Reproduce the listing that follows so that each line matches the original exactly.

START Extracted records

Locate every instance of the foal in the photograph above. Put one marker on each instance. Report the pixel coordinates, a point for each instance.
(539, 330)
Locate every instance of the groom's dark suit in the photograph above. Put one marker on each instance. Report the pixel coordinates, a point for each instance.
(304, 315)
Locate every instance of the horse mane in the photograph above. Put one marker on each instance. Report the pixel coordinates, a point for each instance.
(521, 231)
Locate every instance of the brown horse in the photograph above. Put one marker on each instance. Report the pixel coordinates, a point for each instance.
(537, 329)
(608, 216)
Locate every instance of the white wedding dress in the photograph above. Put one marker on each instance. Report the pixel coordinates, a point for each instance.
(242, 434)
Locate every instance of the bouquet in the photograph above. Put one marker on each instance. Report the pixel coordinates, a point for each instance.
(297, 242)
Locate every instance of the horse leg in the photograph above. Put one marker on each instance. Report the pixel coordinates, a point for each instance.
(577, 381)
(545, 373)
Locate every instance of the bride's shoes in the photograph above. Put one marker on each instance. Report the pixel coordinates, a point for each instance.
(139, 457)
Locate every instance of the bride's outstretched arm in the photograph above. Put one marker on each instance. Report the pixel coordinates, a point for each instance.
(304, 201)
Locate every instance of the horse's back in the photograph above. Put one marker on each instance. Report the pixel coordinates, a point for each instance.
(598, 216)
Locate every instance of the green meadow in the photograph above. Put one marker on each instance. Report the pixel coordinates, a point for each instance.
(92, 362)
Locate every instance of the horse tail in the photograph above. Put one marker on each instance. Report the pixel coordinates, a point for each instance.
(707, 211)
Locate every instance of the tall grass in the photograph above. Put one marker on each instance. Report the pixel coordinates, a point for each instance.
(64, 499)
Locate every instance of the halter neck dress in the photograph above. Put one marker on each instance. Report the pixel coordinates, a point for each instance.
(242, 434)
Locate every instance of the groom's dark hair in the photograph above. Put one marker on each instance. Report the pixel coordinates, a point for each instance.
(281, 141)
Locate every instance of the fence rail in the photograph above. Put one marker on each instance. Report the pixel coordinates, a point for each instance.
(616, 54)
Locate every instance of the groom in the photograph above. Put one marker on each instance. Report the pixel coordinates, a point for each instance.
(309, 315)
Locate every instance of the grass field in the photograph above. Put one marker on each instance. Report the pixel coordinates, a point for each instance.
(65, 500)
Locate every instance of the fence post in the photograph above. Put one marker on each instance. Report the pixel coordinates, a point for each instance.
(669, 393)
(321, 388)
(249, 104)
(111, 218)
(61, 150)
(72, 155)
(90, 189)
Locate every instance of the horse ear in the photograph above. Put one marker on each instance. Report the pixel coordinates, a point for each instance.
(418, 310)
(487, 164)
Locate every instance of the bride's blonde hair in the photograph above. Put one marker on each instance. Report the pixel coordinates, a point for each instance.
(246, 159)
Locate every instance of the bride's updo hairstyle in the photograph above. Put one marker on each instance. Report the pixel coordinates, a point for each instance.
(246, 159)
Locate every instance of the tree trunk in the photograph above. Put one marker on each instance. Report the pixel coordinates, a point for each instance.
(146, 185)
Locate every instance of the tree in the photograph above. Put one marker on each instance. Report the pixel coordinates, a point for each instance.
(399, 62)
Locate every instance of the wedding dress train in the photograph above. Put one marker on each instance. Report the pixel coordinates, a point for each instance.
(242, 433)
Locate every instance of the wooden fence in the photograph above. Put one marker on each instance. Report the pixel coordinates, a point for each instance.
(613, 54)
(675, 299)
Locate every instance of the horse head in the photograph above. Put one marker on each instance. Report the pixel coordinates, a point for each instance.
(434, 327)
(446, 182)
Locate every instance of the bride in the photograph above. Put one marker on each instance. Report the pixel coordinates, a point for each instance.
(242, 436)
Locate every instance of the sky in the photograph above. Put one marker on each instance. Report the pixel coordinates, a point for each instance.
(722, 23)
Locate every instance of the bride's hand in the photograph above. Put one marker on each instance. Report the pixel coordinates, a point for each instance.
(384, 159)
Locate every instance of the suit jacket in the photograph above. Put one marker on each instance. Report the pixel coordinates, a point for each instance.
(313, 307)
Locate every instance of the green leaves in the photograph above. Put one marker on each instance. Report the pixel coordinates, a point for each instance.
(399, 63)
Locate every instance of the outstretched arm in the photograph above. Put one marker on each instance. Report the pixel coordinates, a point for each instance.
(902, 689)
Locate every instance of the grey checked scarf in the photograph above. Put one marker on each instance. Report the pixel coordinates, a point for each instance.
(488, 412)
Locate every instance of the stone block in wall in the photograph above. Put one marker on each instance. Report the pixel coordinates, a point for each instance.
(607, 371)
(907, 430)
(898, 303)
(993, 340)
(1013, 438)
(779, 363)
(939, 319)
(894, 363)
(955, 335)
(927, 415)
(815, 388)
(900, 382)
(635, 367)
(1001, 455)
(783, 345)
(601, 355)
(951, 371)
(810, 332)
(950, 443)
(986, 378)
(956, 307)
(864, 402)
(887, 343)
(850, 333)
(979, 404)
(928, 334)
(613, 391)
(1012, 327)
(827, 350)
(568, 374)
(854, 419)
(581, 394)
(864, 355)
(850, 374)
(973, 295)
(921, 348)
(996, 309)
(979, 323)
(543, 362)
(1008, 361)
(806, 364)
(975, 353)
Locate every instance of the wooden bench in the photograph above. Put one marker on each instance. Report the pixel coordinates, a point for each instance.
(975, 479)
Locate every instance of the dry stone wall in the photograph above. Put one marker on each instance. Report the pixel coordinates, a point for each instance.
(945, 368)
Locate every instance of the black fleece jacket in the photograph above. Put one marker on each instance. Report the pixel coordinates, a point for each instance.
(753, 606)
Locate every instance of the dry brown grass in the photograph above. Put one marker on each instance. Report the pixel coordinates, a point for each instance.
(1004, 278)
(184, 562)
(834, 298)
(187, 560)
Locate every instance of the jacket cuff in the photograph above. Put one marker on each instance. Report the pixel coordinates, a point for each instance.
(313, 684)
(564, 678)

END Extracted records

### Output below
Locate every instance of the foal in the photograph above. Put one marker on each instance. Report the pixel coordinates, a point for each instance.
(539, 330)
Locate every instance of the groom's dark suit in the photograph above. Put one marker on each instance. Report the pixel coordinates, a point for each instance.
(304, 315)
Locate every instance of the horse mane in the photograph above. Put one marker on each instance. Report the pixel coordinates, a point for each instance.
(521, 231)
Locate every instance of the brown horse in the photograph above. Put one marker on each instance. Report the pixel coordinates, a point for each instance.
(537, 329)
(608, 216)
Locate every instance of the white wedding dress in the photograph above. Put one marker on each instance. Report the pixel coordinates, a point for each instance.
(242, 434)
Locate every instance of the bouquet in the photograph above. Put one marker on each instance. Report the pixel coordinates, a point for each instance.
(297, 242)
Locate every instance of the horse leg in the photograph above. Put one marker on each instance. Report the pixel coordinates, a point for each instance.
(577, 381)
(545, 373)
Locate every instance of the bride's shoes in the photograph above. Put one marker on each instance. Report the pixel coordinates, a point for each instance.
(139, 457)
Locate every instance of the bride's outstretched arm in the photograph above. Put one marker on each instance. Report the pixel coordinates, a point for each instance.
(304, 201)
Locate every instance of the horse's back in the photograph above. Put one marker on each instance. Report the pixel coordinates, a point for each instance.
(598, 216)
Locate every instance of the green meadow in the photograph above. Put one marker on each instance. Report the pixel coordinates, a point for each instance.
(92, 362)
Locate every instance of the horse tail in the photograph above. Put one marker on each instance. Report the pixel coordinates, a point for each instance.
(707, 211)
Locate every instance of the tall grass in the photograph above. Put one marker on each instance. Report the pixel coordinates, a point for each instance.
(64, 499)
Locate every instance of the halter neck dress in the photograph above. Put one marker on each instance. Report the pixel coordinates, a point for each instance.
(242, 434)
Locate every instance of the groom's dark hair in the photograph above. Put one marker on each instance. Report the pixel coordinates, a point for each instance.
(281, 141)
Locate every instance of the fence rail in the photograph above. Put one marker on each instance. Report the pixel coordinates, a point for each instance.
(616, 54)
Locate every instance of the groom in the photograph above. Put one marker on each instance. Report the pixel coordinates, a point for each instance.
(309, 315)
Locate every instance of the grass field in the photograph above. Put one marker on each instance. Report the pixel coordinates, a point for each instance.
(65, 500)
Locate every instance of the fence post in the photograph above. Put one marker on each instance. Report the pixel coordinates, a point for each instance.
(669, 393)
(321, 388)
(249, 104)
(111, 218)
(61, 150)
(72, 155)
(90, 189)
Locate every instance of the horse ear in the photograph above. Put one marker on each instance. Report the pixel coordinates, a point for each instance.
(418, 310)
(487, 164)
Locate every instance of the bride's blonde hair in the photograph above. Put one marker on each instance. Report the pixel coordinates, a point for each instance.
(246, 159)
Locate every instance of the bride's updo hairstyle in the photograph above. Put one marker on each instance. Report the pixel coordinates, a point for each instance.
(246, 159)
Locate every instance of the tree trunk in the photograph above. Put one marker on each instance. Report the pixel coordinates, a point for each instance.
(146, 185)
Locate every instance of the tree in the photograph above. Put one marker on each instance. Report the pixel coordinates, a point for each instance.
(399, 62)
Locate every instance of the wedding dress train in the photograph above. Put one marker on each instance. Report the pixel coordinates, a point for each instance.
(242, 433)
Locate every instance of the wooden fence in the photograph above. Put one marker on each instance. Report the pixel coordinates, a point for each instance.
(613, 54)
(675, 299)
Locate every instance of the horse head in the photograph above. Put one marker on each instance. Report the pixel coordinates, a point for each instance.
(434, 327)
(446, 182)
Locate every instance of the bride in the photograph above. Put one marker on each instance. Report the pixel coordinates, a point for each instance.
(242, 436)
Locate every instance of the sky in the photograph above. Put one marker on each instance. Report the pixel coordinates, a point for each instance.
(722, 23)
Locate every instance of the bride's hand in the photograph above. Put one marker on each instance. Report the pixel coordinates, a point for each instance.
(384, 159)
Locate every instance of the suit jacket in the photograph above. Put one marker on each instance. Report the pixel coordinates, a point for each instance.
(313, 307)
Locate every instance of the green leaves in the photograph above. Put one marker on each instance. Report the pixel coordinates, a point for each instance.
(399, 63)
Locate every instance of the outstretched arm in the photograph above. Put one marker on each instance. Report the pixel coordinates, a point for each instance.
(902, 689)
Locate every instance of the grey checked scarf in the photograph above. Put one marker on each instance. Report the pixel coordinates, a point for each instance.
(488, 412)
Locate every instance of the stone block in wall in the photograph above. Put one marker on each instance. Report the pixel coordinates, a point for each instance.
(607, 371)
(907, 430)
(898, 303)
(993, 340)
(1013, 438)
(779, 363)
(939, 319)
(894, 363)
(955, 335)
(927, 415)
(815, 388)
(900, 382)
(635, 367)
(1001, 455)
(783, 345)
(601, 355)
(951, 371)
(810, 332)
(950, 443)
(986, 378)
(956, 307)
(864, 402)
(887, 343)
(850, 333)
(979, 404)
(928, 334)
(613, 391)
(1012, 327)
(827, 350)
(568, 374)
(854, 419)
(581, 394)
(864, 355)
(850, 374)
(973, 295)
(921, 348)
(996, 309)
(979, 323)
(543, 362)
(1008, 361)
(806, 364)
(975, 353)
Locate every instance of the wooden bench in the photograph above. Put one marker on each instance. Report the pixel coordinates, a point for each instance.
(975, 479)
Locate every instance of the dry stone wall in the photograph above. Put one marker on each instance. Report the pixel coordinates, a point for each instance.
(945, 368)
Locate every instance of the black fleece jacket in the photograph above. Put one marker on each instance. Report the pixel coordinates, a point for each instance.
(753, 606)
Locate every instance of the dry brown grass in the photograph above. Put one marker on each instance. Report the pixel coordinates, a point for each instance.
(1004, 278)
(184, 562)
(834, 298)
(187, 560)
Locate every instance of the jacket cuff in the photograph above. Put one marker on each instance. Report the pixel coordinates, a point for each instance.
(313, 684)
(564, 678)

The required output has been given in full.